| Travail à réaliser |
Restituez mot pour mot la partie du texte sur les prélèvements obligatoires comprise entre « Le débat sur » et « dans l’intérêt général. », ces deux passages inclus.

| Passage à examiner |
╔══
Diminuer les prélèvements obligatoires ? Attention aux conséquences…
Sur un plan mécanique, réduire les prélèvements obligatoires implique, en contrepartie, de privatiser les services publics et les prestations sociales « collectives » (qui représentent un tiers du revenu global des Français) par exemple. Mais il s’agit là d’un vrai choix de changement de société qui n'est pour ainsi dire jamais présenté comme tel. Car si l’on décide de baisser ce taux, la Sécurité sociale devra réduire ses dépenses en cessant de rembourser certains médicaments qui seront de facto financés par les ménages via des mutuelles et des assurances dont l'importance (donc le coût) ne peut qu’aller croissant. Il en va de même en matière de services publics : baisser le taux de prélèvements obligatoires se traduira par une baisse de la quantité et de la qualité des services publics et, corrélativement, par une montée en charge de services « privés » dont le coût sera supporté par les ménages. Et ce, sans pour autant entrer dans les comparaisons de taux de prélèvements obligatoires… A titre d’exemple, la France scolarise très tôt ses enfants dans le secteur public alors qu’en Allemagne, la scolarisation n’est pas obligatoire avant 5 ans : il faut donc y payer l’accueil des enfants alors qu’il existe des crèches et des écoles maternelles en France. Baisser le taux de prélèvements obligatoires implique donc le repli et la privatisation de la protection sociale et des services publics et aggrave des inégalités déjà en hausse...
Rappelons aussi que le montant des prélèvements obligatoires est étroitement lié à la conjoncture économique : les recettes fiscales ont tendance à augmenter en période de croissance et à diminuer lorsque l’activité se ralentit. En période de crise, la précision vaut d'être apportée.
Le véritable enjeu ? La structure des prélèvements donc la réforme fiscale !
Le débat sur le niveau des prélèvements obligatoires est donc loin d'être simple et neutre : il est avant tout politique, au sens du choix de société. Les détracteurs des « prélèvements obligatoires » et de l’action publique oublient de dire que l’idéologie dont ils sont porteurs (mais qu’ils affichent rarement) vise à réduire les mécanismes de solidarité au profit du chacun pour soi et donc de la montée en puissance d’acteurs privés chargés de gérer dans leur intérêt ce que la sécurité sociale et les services publics gèrent aujourd’hui dans l’intérêt général.
╚══
| Entrées fournies |
╔══
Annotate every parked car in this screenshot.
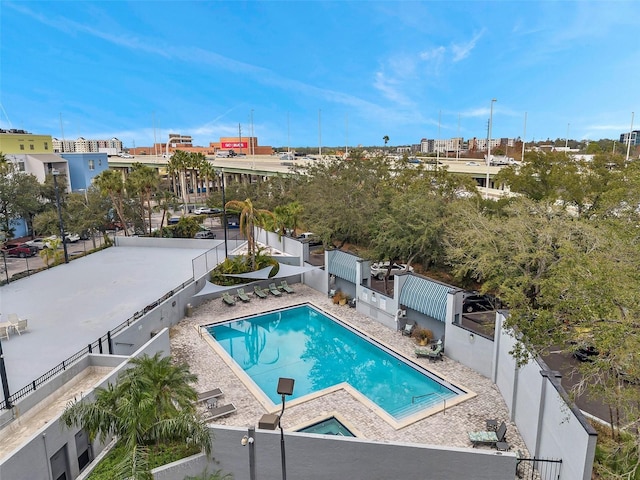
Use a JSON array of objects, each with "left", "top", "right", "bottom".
[
  {"left": 24, "top": 235, "right": 58, "bottom": 250},
  {"left": 462, "top": 292, "right": 501, "bottom": 313},
  {"left": 193, "top": 207, "right": 213, "bottom": 215},
  {"left": 193, "top": 230, "right": 216, "bottom": 239},
  {"left": 2, "top": 243, "right": 38, "bottom": 258},
  {"left": 297, "top": 232, "right": 322, "bottom": 247},
  {"left": 64, "top": 232, "right": 80, "bottom": 243},
  {"left": 573, "top": 344, "right": 600, "bottom": 362},
  {"left": 371, "top": 262, "right": 413, "bottom": 280}
]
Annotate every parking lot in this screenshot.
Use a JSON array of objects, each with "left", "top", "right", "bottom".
[{"left": 0, "top": 232, "right": 115, "bottom": 282}]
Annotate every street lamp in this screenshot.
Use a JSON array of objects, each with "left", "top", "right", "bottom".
╚══
| Réponse rédigée |
Le débat sur le niveau des prélèvements obligatoires est donc loin d'être simple et neutre : il est avant tout politique, au sens du choix de société. Les détracteurs des « prélèvements obligatoires » et de l’action publique oublient de dire que l’idéologie dont ils sont porteurs (mais qu’ils affichent rarement) vise à réduire les mécanismes de solidarité au profit du chacun pour soi et donc de la montée en puissance d’acteurs privés chargés de gérer dans leur intérêt ce que la sécurité sociale et les services publics gèrent aujourd’hui dans l’intérêt général.